| Required action |
No pictures in the copy, please: retype all the records exactly.

| Information given |
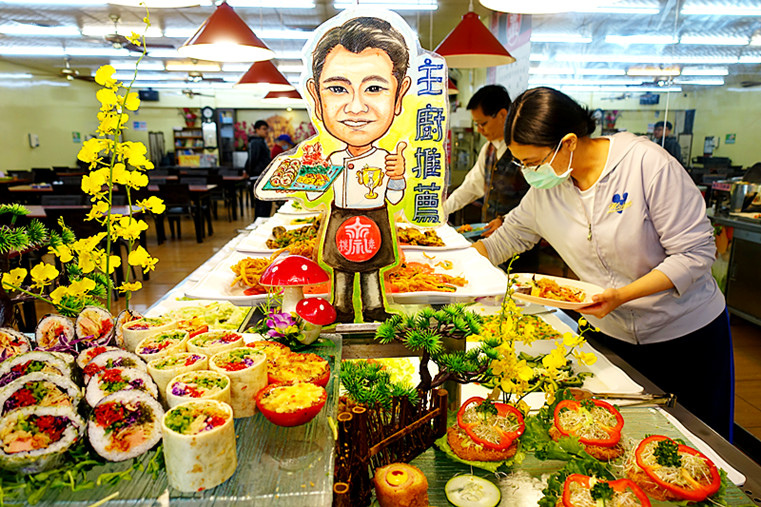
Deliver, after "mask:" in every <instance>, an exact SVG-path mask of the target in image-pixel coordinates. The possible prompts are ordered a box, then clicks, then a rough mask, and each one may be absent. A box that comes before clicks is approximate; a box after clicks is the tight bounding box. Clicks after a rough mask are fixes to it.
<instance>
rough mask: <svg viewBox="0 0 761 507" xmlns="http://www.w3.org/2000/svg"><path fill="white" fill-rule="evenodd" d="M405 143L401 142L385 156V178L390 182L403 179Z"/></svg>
mask: <svg viewBox="0 0 761 507" xmlns="http://www.w3.org/2000/svg"><path fill="white" fill-rule="evenodd" d="M406 148H407V143H406V142H404V141H402V142H400V143H399V144H397V145H396V148H395V149H394V151H393V152H391V153H389V154H388V155H386V176H388V177H389V178H390V179H392V180H400V179H403V178H404V155H403V152H404V150H405V149H406Z"/></svg>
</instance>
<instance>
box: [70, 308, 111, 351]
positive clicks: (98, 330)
mask: <svg viewBox="0 0 761 507" xmlns="http://www.w3.org/2000/svg"><path fill="white" fill-rule="evenodd" d="M75 329H76V332H77V340H78V341H79V343H84V344H86V345H85V346H91V345H108V344H109V343H111V339H112V338H113V337H114V316H113V315H111V312H109V311H108V310H106V309H105V308H101V307H99V306H85V307H84V308H83V309H82V311H81V312H79V315H77V320H76V323H75Z"/></svg>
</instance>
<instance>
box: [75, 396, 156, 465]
mask: <svg viewBox="0 0 761 507" xmlns="http://www.w3.org/2000/svg"><path fill="white" fill-rule="evenodd" d="M163 417H164V409H163V408H161V404H159V402H158V401H156V400H155V399H153V398H152V397H151V396H149V395H148V394H146V393H145V392H143V391H119V392H116V393H113V394H110V395H108V396H106V397H105V398H103V399H101V400H100V401H99V402H98V404H97V405H95V407H94V408H93V411H92V414H90V420H89V421H88V422H87V436H88V438H89V440H90V445H92V448H93V449H94V450H95V452H97V453H98V454H99V455H100V456H102V457H103V458H105V459H107V460H109V461H124V460H125V459H130V458H134V457H136V456H140V455H141V454H143V453H144V452H146V451H147V450H149V449H150V448H151V447H153V446H154V445H156V444H157V443H158V442H159V440H161V419H162V418H163Z"/></svg>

| Exercise answer |
Deliver, after "mask:" in every <instance>, an exact SVG-path mask of the target in image-pixel coordinates. The possible prompts are ordered a box, then clicks, then a rough mask, and each one may be absent. A box that comes before clicks is approximate; a box after clicks is the tight bounding box. Clicks after a rough mask are fixes to it.
<instance>
rough mask: <svg viewBox="0 0 761 507" xmlns="http://www.w3.org/2000/svg"><path fill="white" fill-rule="evenodd" d="M405 143L401 142L385 156V178L390 182L403 179Z"/></svg>
mask: <svg viewBox="0 0 761 507" xmlns="http://www.w3.org/2000/svg"><path fill="white" fill-rule="evenodd" d="M406 148H407V143H406V142H404V141H402V142H400V143H399V144H397V145H396V148H395V149H394V151H393V152H391V153H389V154H388V155H386V176H388V177H389V178H390V179H392V180H400V179H403V178H404V155H403V152H404V150H405V149H406Z"/></svg>
</instance>
<instance>
box: [70, 308, 111, 351]
positive clicks: (98, 330)
mask: <svg viewBox="0 0 761 507" xmlns="http://www.w3.org/2000/svg"><path fill="white" fill-rule="evenodd" d="M75 329H76V332H77V340H78V341H79V343H84V344H86V345H85V346H91V345H108V344H109V343H111V339H112V338H113V337H114V316H113V315H111V312H109V311H108V310H106V309H105V308H101V307H99V306H85V307H84V308H83V309H82V311H81V312H79V315H77V320H76V323H75Z"/></svg>
</instance>
<instance>
box: [75, 396, 156, 465]
mask: <svg viewBox="0 0 761 507" xmlns="http://www.w3.org/2000/svg"><path fill="white" fill-rule="evenodd" d="M163 417H164V409H163V408H161V404H159V402H158V401H156V400H155V399H153V398H152V397H151V396H149V395H148V394H146V393H145V392H143V391H119V392H116V393H113V394H110V395H108V396H106V397H105V398H103V399H101V400H100V401H99V402H98V404H97V405H95V407H94V408H93V411H92V414H90V420H89V421H88V422H87V436H88V438H89V440H90V445H92V448H93V449H94V450H95V452H97V453H98V454H99V455H100V456H102V457H103V458H105V459H107V460H109V461H124V460H125V459H130V458H134V457H136V456H140V455H141V454H143V453H144V452H146V451H147V450H149V449H150V448H151V447H153V446H154V445H156V444H157V443H158V442H159V440H161V419H162V418H163Z"/></svg>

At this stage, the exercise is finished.